## EXERCISE INPUT:
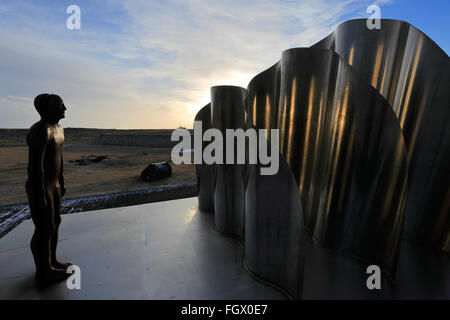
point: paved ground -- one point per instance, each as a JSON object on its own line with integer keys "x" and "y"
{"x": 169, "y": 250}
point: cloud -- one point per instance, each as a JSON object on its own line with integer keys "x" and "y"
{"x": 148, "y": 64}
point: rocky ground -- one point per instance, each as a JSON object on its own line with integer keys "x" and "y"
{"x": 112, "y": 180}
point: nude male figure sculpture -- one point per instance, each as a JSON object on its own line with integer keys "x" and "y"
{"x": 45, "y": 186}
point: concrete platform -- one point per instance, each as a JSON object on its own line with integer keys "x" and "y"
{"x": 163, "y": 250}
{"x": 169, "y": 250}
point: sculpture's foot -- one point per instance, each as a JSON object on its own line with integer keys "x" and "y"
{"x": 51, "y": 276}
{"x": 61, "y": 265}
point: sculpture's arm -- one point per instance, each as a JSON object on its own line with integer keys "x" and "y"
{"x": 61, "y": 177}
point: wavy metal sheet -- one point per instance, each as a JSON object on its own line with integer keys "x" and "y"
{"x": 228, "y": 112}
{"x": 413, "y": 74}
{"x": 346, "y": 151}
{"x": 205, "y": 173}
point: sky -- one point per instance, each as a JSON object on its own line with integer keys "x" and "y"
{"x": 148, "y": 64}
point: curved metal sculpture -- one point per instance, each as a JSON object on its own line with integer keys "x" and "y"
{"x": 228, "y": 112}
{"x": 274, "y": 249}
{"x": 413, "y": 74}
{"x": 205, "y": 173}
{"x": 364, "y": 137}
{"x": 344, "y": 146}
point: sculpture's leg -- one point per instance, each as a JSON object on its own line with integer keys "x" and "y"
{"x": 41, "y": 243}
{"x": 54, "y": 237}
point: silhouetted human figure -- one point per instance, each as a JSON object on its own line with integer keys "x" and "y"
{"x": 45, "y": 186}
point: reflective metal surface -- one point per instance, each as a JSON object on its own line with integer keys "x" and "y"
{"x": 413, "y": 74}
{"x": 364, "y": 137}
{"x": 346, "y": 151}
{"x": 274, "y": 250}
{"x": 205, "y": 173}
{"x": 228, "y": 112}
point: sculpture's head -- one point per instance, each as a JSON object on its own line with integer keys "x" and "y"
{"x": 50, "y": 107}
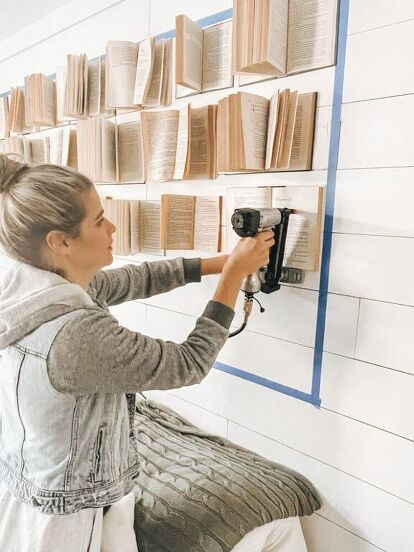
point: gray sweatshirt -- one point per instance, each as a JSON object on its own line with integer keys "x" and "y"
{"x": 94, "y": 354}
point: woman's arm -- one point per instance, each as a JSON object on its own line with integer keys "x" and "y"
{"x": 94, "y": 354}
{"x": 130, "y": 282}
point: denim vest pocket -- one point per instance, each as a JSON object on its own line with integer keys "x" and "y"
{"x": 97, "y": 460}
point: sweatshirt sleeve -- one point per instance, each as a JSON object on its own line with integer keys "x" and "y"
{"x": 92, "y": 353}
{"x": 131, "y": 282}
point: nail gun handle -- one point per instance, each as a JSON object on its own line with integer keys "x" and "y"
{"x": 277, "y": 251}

## TASK TO COMPLETE:
The whole listing above must be set down again exactly, but without its images.

## RESULT FOR THIS EXERCISE:
point: paved ground -- one point per instance, each as a JSON object on its own line with integer keys "x" and "y"
{"x": 169, "y": 250}
point: cloud -- one point per instance, each as a JSON object on its own line with integer keys "x" and "y"
{"x": 148, "y": 64}
point: rocky ground -- one point per instance, each as a JSON object on its own line with integer keys "x" and "y"
{"x": 112, "y": 180}
point: nude male figure sculpture -- one point per instance, each as a JSON object on its own line with integer keys "x" and "y"
{"x": 45, "y": 186}
point: concrete platform -- one point per instance, each as a JSON object on its own line with integer keys "x" and "y"
{"x": 163, "y": 250}
{"x": 169, "y": 250}
point: sculpture's foot -- one point per instance, each as a JSON object on its own line with integer keys "x" and "y"
{"x": 51, "y": 276}
{"x": 61, "y": 265}
point: sculpture's arm -- one point per instance, each as a JSON object on its own line with integer keys "x" and "y"
{"x": 61, "y": 177}
point: wavy metal sheet -- one point per instance, each as a JSON object on its own line with integer keys "x" and "y"
{"x": 228, "y": 112}
{"x": 413, "y": 74}
{"x": 346, "y": 151}
{"x": 205, "y": 173}
point: sky -- one point per instance, each as a JSON object on its own line with integer keys "x" and "y"
{"x": 148, "y": 64}
point: curved metal sculpture -- one point per instance, each as a JSON object on its own line with integer keys "x" and "y"
{"x": 228, "y": 112}
{"x": 274, "y": 249}
{"x": 413, "y": 74}
{"x": 205, "y": 173}
{"x": 364, "y": 137}
{"x": 344, "y": 146}
point: sculpture's leg -- one point per instance, each as a JSON object on its own line with integer keys "x" and "y"
{"x": 41, "y": 243}
{"x": 54, "y": 237}
point: silhouetted human figure -- one point per instance, each as a JSON object on its own line with integer keys "x" and "y"
{"x": 45, "y": 186}
point: reflective metal surface -- one point per instance, each as a JSON object on its own line with integer keys "x" and "y"
{"x": 413, "y": 74}
{"x": 364, "y": 137}
{"x": 346, "y": 151}
{"x": 274, "y": 250}
{"x": 205, "y": 173}
{"x": 228, "y": 112}
point: sculpture's head -- one point per instance, each as a JSON object on its own line with integer keys "x" and "y"
{"x": 50, "y": 107}
point: gray sweatshirt -- one point per instance, each as a JSON object on its own line with integer keys "x" and "y"
{"x": 94, "y": 354}
point: woman's arm -- one point per instance, each as a JSON object on its own line with integer keys "x" and "y"
{"x": 94, "y": 354}
{"x": 130, "y": 282}
point: denim vest pocket -- one point per instance, each as a JSON object on its own line with integer keys "x" and "y"
{"x": 97, "y": 460}
point: sweatshirt sleeve -- one point per instance, each as a JSON object on its own line with integer keys "x" and "y"
{"x": 92, "y": 353}
{"x": 131, "y": 282}
point: nail gun handle -- one point per instance, each as a JSON object on its own line with integer keys "x" and "y"
{"x": 277, "y": 251}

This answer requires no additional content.